Description of the task: Transcribe these records exactly, dropping every picture.

Source material:
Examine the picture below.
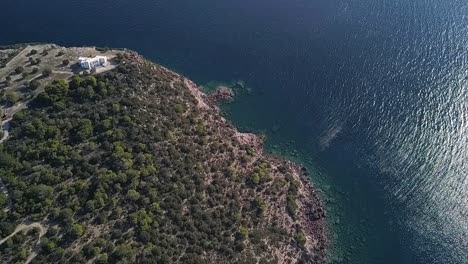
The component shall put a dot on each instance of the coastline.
(291, 210)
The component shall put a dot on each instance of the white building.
(90, 63)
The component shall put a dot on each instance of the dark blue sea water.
(370, 95)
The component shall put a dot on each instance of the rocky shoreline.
(311, 213)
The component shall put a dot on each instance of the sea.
(371, 96)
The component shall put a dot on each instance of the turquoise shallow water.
(371, 96)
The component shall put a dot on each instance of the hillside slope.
(135, 165)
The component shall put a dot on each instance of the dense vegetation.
(124, 168)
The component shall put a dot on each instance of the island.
(126, 161)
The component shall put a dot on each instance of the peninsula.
(129, 162)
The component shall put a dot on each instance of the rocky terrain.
(138, 165)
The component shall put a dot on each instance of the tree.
(76, 230)
(84, 129)
(91, 80)
(19, 69)
(76, 82)
(11, 98)
(34, 84)
(47, 72)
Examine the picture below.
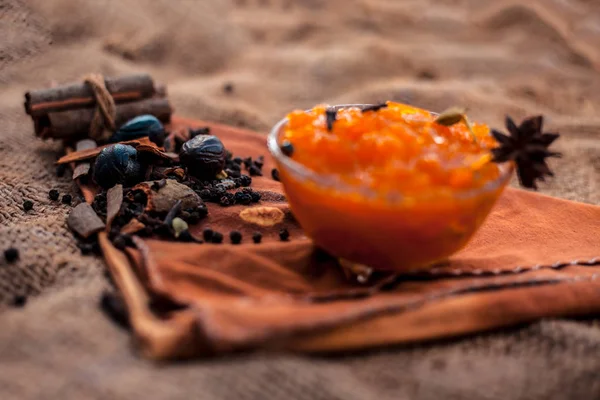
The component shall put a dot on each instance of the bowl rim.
(334, 182)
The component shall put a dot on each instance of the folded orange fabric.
(535, 257)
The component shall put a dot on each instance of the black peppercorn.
(255, 197)
(204, 156)
(232, 173)
(60, 170)
(217, 237)
(254, 171)
(228, 88)
(242, 198)
(202, 210)
(207, 234)
(19, 301)
(86, 248)
(275, 174)
(205, 194)
(186, 236)
(53, 194)
(27, 205)
(284, 234)
(120, 242)
(245, 180)
(287, 148)
(11, 255)
(228, 199)
(236, 237)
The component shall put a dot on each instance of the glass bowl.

Result of the exercise:
Examine the picture below.
The component shall put a dot on each instance of the coastline.
(291, 210)
The component shall put a dot on each instance of the white building.
(90, 63)
The component shall put a dot on each instance of the dark blue sea water.
(370, 95)
The component shall put a dot on each instance of the rocky shoreline.
(311, 213)
The component shall put a dot on each instance of the sea.
(371, 96)
The component shall put a dot on each instance of the turquoise shallow water.
(371, 96)
The component shall put a dot on each instance of the hillside slope.
(135, 165)
The component shall put a dot on each instance of the dense vegetation.
(124, 168)
The component shall put a dot on each instance of the island.
(126, 161)
The component shall put a dot on each instance of the peninsula.
(129, 162)
The component shall put a dot on each instance of the rocky terrain.
(138, 165)
The component shall put a dot on each instance of the tree.
(76, 230)
(84, 129)
(91, 80)
(19, 69)
(76, 82)
(11, 98)
(34, 84)
(47, 72)
Examine the picture below.
The component shall put a dot on each instance of the bowl rim.
(334, 182)
The component shall put a dot on each instance of the folded orange fabric.
(535, 257)
The component shall put a dot on each instance of the black peppercorn.
(255, 197)
(204, 156)
(232, 173)
(60, 170)
(217, 237)
(254, 171)
(228, 88)
(242, 198)
(202, 210)
(207, 234)
(19, 301)
(86, 248)
(275, 174)
(205, 194)
(186, 236)
(53, 194)
(27, 205)
(284, 234)
(120, 242)
(245, 180)
(287, 148)
(11, 255)
(228, 199)
(236, 237)
The component shall put a dot on each instance of the glass bowl.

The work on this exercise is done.